(THE DATA begins)
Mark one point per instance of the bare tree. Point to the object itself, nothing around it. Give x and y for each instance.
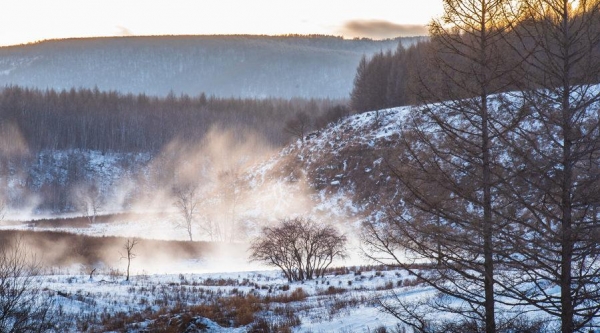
(187, 202)
(301, 248)
(447, 165)
(555, 160)
(89, 199)
(23, 305)
(129, 255)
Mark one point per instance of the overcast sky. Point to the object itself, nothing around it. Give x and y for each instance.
(24, 21)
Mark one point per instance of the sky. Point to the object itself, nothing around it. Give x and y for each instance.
(26, 21)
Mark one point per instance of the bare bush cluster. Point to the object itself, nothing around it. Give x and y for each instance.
(300, 247)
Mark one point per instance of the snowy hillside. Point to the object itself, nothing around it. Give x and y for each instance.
(342, 167)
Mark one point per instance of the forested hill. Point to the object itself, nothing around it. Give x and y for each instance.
(225, 66)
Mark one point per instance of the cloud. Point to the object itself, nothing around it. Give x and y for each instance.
(378, 29)
(123, 31)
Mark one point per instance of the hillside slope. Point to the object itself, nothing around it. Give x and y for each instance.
(342, 168)
(240, 66)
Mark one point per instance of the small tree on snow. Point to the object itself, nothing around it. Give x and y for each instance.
(186, 202)
(301, 248)
(129, 255)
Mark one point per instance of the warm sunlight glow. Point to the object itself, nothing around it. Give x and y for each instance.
(24, 21)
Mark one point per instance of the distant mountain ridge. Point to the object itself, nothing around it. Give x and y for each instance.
(225, 66)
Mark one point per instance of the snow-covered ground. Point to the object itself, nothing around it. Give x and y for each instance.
(335, 303)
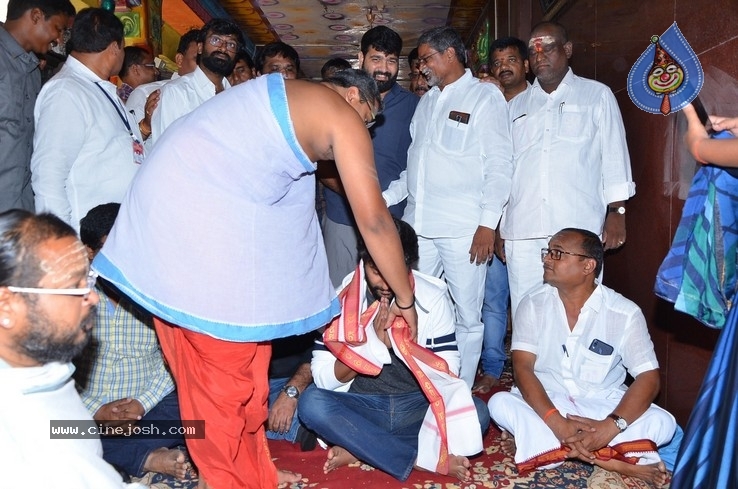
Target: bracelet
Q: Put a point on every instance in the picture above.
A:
(412, 304)
(696, 148)
(144, 134)
(549, 413)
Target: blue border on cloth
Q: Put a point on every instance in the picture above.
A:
(216, 329)
(281, 110)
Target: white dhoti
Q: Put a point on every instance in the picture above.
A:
(538, 447)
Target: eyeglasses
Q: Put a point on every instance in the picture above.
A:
(424, 59)
(81, 292)
(219, 42)
(556, 254)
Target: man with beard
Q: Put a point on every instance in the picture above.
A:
(418, 83)
(380, 57)
(47, 304)
(459, 167)
(377, 390)
(220, 40)
(30, 28)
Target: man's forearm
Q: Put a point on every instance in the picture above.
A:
(302, 377)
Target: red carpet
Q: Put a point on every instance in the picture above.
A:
(489, 469)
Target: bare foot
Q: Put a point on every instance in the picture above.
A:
(287, 477)
(485, 384)
(338, 457)
(654, 474)
(458, 466)
(168, 461)
(507, 443)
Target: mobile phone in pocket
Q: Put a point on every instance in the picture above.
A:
(600, 347)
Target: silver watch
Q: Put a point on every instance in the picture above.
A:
(619, 422)
(291, 391)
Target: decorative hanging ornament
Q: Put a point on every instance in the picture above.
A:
(667, 76)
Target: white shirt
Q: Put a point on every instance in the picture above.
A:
(436, 330)
(570, 159)
(82, 149)
(565, 363)
(136, 103)
(33, 397)
(180, 97)
(458, 174)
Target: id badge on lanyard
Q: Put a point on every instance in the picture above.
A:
(139, 153)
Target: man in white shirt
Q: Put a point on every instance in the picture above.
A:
(219, 41)
(509, 67)
(86, 148)
(47, 304)
(571, 166)
(378, 390)
(573, 342)
(457, 180)
(145, 98)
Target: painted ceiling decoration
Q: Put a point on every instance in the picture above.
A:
(322, 29)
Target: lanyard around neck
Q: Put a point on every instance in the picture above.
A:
(118, 110)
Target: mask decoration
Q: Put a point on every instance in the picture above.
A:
(667, 76)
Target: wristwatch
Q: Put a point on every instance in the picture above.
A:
(619, 422)
(291, 391)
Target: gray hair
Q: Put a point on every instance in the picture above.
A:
(442, 38)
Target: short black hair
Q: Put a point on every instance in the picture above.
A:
(277, 48)
(16, 8)
(133, 55)
(442, 38)
(412, 56)
(97, 224)
(223, 27)
(242, 54)
(93, 31)
(383, 39)
(362, 81)
(408, 239)
(193, 35)
(333, 65)
(510, 42)
(591, 246)
(560, 28)
(21, 233)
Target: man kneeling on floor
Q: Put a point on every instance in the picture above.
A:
(383, 398)
(573, 342)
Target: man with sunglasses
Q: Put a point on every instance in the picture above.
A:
(573, 343)
(220, 40)
(47, 306)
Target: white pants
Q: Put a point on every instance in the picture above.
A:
(449, 258)
(532, 437)
(524, 268)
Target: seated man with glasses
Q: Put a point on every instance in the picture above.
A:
(573, 343)
(47, 311)
(219, 41)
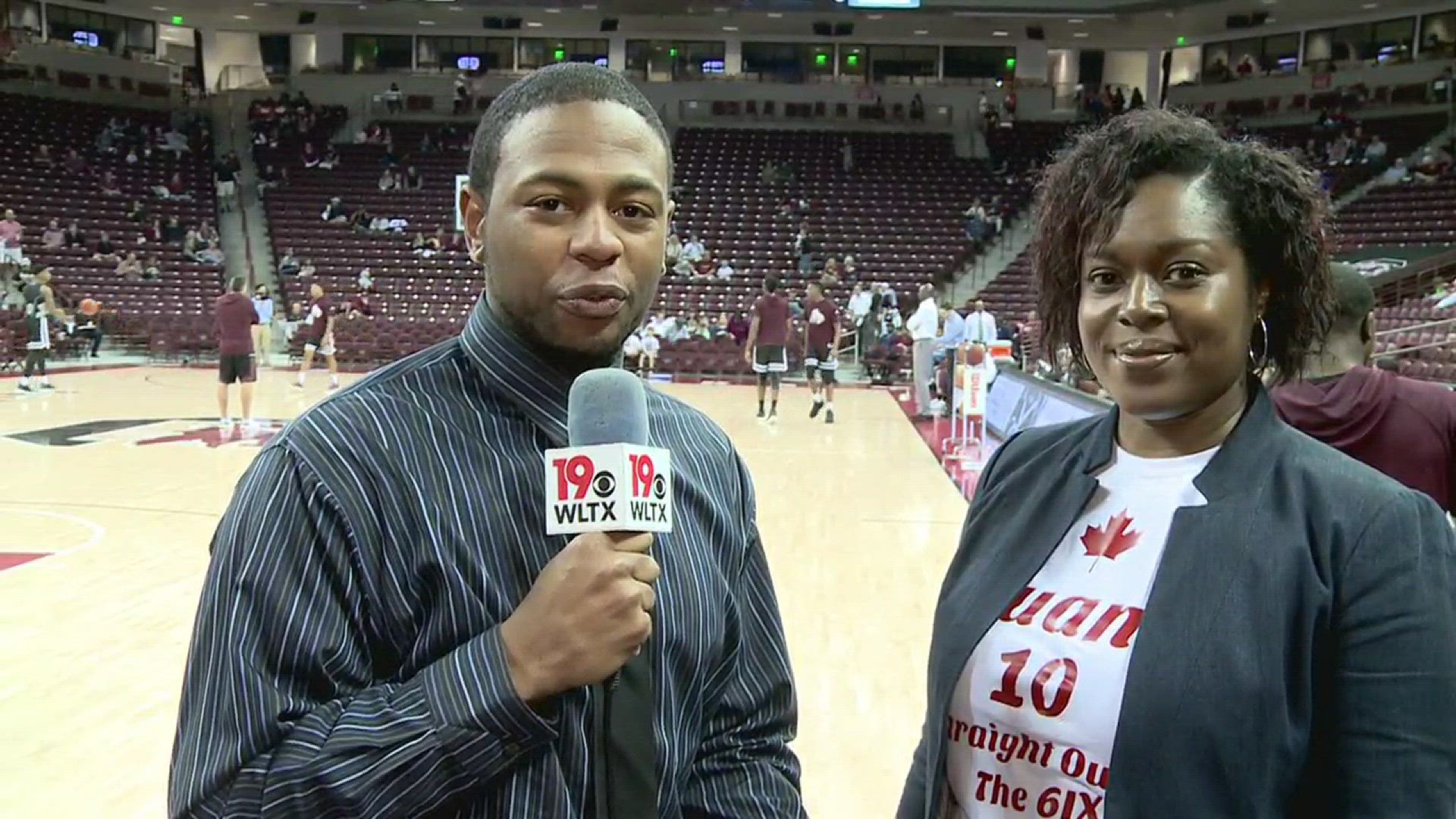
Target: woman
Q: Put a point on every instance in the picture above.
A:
(1183, 608)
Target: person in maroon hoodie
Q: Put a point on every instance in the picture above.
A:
(1402, 428)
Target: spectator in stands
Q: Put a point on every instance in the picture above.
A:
(693, 251)
(924, 328)
(108, 184)
(1178, 265)
(53, 237)
(1402, 428)
(212, 254)
(289, 264)
(1395, 174)
(335, 210)
(1375, 150)
(130, 267)
(174, 232)
(105, 251)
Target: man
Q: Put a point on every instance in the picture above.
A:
(262, 331)
(1402, 428)
(234, 319)
(924, 325)
(821, 335)
(981, 325)
(319, 335)
(386, 630)
(38, 308)
(12, 253)
(767, 341)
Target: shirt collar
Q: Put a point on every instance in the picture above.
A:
(517, 371)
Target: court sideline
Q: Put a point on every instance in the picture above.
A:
(118, 479)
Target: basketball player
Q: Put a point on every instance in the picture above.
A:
(38, 305)
(767, 335)
(234, 319)
(821, 334)
(319, 337)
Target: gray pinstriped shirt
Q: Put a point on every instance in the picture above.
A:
(346, 661)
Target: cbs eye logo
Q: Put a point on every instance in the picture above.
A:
(603, 484)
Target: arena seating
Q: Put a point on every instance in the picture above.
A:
(899, 212)
(39, 194)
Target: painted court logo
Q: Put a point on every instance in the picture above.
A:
(150, 431)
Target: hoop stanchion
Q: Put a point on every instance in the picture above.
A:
(967, 439)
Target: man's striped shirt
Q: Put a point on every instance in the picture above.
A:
(346, 659)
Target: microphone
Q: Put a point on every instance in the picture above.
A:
(606, 479)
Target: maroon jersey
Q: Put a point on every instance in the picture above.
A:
(774, 319)
(234, 318)
(821, 327)
(319, 312)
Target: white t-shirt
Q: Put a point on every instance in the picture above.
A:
(1036, 710)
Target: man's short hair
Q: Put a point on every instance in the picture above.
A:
(554, 85)
(1354, 297)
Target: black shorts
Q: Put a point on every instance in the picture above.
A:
(769, 359)
(232, 369)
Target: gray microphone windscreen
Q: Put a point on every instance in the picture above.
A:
(606, 406)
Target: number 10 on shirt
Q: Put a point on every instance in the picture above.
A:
(613, 487)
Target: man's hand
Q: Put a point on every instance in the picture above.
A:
(584, 617)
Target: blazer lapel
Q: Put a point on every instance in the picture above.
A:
(1204, 564)
(1001, 556)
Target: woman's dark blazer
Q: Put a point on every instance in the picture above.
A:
(1298, 651)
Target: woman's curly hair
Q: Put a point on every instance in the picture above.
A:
(1273, 207)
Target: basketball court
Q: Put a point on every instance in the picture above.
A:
(115, 480)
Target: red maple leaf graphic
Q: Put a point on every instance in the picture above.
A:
(215, 436)
(1112, 539)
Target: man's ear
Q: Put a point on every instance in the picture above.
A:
(472, 210)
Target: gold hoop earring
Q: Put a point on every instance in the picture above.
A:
(1264, 347)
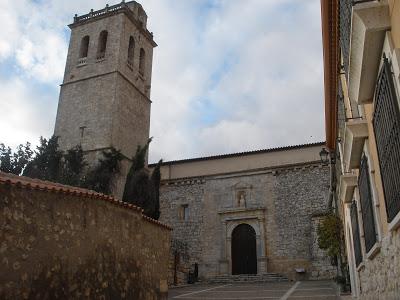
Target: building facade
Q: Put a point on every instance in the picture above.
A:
(105, 95)
(249, 213)
(362, 63)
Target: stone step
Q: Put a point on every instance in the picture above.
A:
(268, 277)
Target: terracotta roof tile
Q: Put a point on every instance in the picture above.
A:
(285, 148)
(53, 187)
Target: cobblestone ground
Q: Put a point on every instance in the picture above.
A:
(313, 290)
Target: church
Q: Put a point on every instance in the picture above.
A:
(254, 213)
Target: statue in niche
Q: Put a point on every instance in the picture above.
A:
(242, 199)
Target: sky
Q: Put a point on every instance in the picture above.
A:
(228, 75)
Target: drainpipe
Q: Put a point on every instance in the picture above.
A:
(334, 205)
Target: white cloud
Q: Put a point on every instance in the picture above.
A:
(24, 116)
(257, 64)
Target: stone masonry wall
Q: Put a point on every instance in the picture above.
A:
(380, 276)
(59, 242)
(187, 234)
(289, 197)
(300, 194)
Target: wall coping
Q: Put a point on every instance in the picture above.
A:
(52, 187)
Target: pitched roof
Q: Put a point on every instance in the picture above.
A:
(52, 187)
(260, 151)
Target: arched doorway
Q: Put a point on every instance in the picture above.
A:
(244, 254)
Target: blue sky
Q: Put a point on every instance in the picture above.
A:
(228, 75)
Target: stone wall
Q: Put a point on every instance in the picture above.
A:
(59, 242)
(280, 205)
(380, 276)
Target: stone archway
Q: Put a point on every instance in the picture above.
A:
(244, 250)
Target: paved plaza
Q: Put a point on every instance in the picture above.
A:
(313, 290)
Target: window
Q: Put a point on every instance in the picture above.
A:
(356, 233)
(345, 9)
(142, 61)
(102, 45)
(184, 212)
(366, 201)
(131, 50)
(386, 123)
(83, 51)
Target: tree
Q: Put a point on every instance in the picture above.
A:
(15, 162)
(47, 162)
(100, 177)
(140, 189)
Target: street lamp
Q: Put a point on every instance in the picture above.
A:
(324, 156)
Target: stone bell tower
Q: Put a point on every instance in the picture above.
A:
(105, 95)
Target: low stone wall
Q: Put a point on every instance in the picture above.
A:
(380, 276)
(59, 242)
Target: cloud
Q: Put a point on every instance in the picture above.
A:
(228, 75)
(26, 113)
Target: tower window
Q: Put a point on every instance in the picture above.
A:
(THE DATA ends)
Find each line in the records that includes the word "tower". Report the total and nothing more.

2